**Work item**
Keep only those lines of the records that include the string "right".

#### Source records

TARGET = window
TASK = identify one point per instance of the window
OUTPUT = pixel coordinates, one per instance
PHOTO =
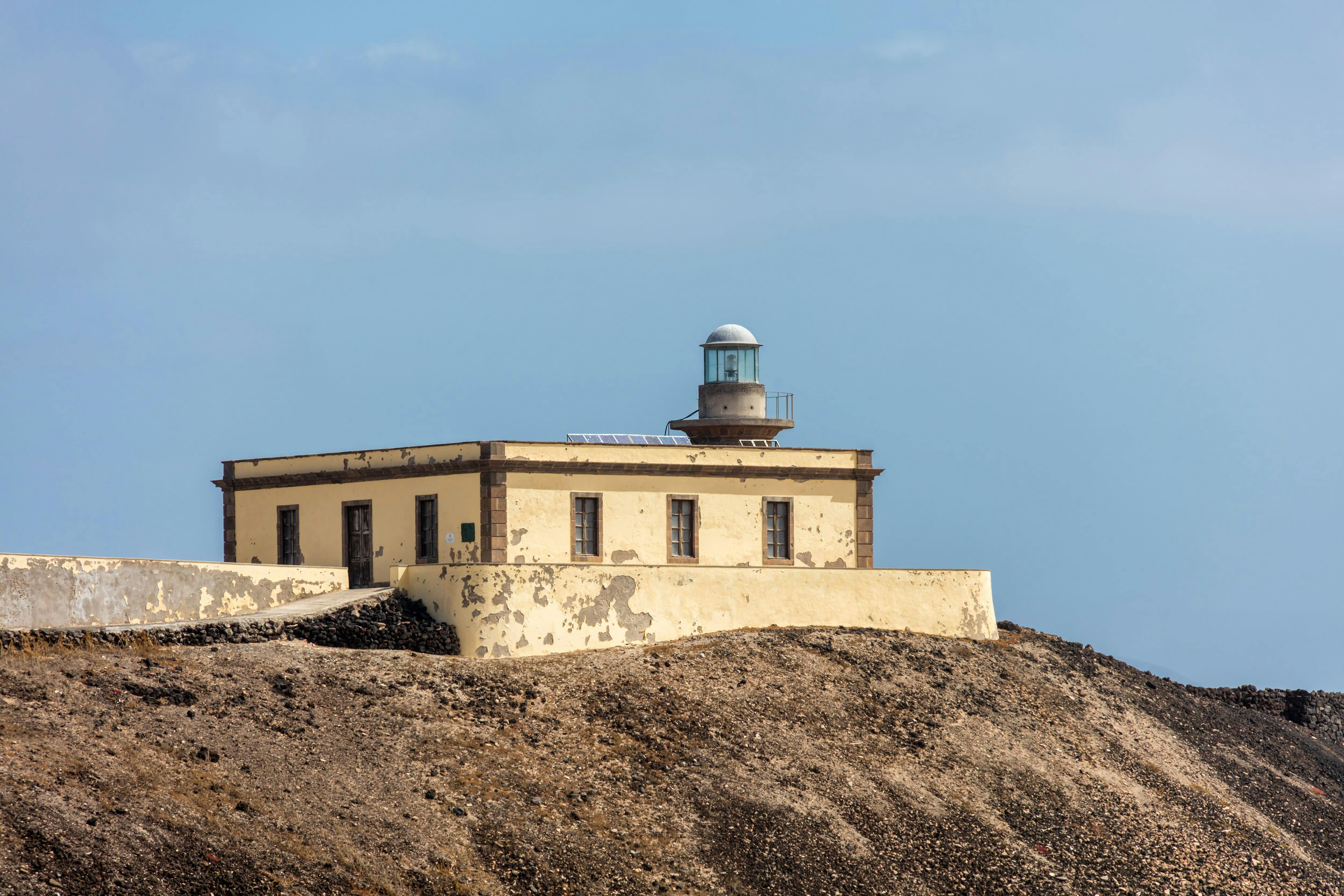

########
#### Source records

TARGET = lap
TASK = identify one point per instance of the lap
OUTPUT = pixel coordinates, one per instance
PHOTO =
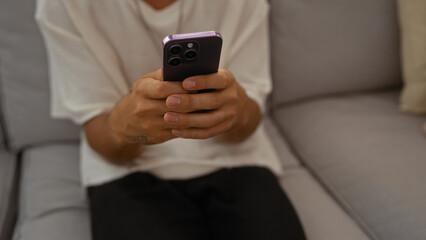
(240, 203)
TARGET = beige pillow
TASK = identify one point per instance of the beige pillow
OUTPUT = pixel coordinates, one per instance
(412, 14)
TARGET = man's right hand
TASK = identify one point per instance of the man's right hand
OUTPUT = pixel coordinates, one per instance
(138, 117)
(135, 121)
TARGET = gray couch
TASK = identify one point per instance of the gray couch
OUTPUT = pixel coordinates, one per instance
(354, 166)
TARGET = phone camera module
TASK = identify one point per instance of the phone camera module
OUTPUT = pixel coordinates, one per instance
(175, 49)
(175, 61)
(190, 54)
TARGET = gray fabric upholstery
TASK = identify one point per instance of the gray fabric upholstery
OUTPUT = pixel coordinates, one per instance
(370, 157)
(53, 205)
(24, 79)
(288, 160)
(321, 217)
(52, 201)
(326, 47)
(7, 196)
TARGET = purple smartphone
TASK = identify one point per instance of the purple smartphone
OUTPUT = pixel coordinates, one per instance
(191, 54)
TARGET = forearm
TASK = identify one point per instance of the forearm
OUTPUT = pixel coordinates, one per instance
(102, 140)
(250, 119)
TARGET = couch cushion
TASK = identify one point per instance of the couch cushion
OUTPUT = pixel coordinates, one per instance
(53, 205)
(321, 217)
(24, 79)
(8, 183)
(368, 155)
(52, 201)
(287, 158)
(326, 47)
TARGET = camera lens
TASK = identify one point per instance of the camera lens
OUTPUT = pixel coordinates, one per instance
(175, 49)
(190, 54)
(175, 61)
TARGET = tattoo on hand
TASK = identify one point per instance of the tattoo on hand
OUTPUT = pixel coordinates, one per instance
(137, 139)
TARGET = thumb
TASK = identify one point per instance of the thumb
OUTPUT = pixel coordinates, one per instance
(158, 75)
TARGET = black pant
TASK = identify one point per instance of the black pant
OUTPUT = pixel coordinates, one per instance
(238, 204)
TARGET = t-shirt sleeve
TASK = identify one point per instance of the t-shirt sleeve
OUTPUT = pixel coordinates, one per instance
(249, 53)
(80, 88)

########

**The answer**
TARGET = man's right hand
TASK = identify one point per instance of the man's right hand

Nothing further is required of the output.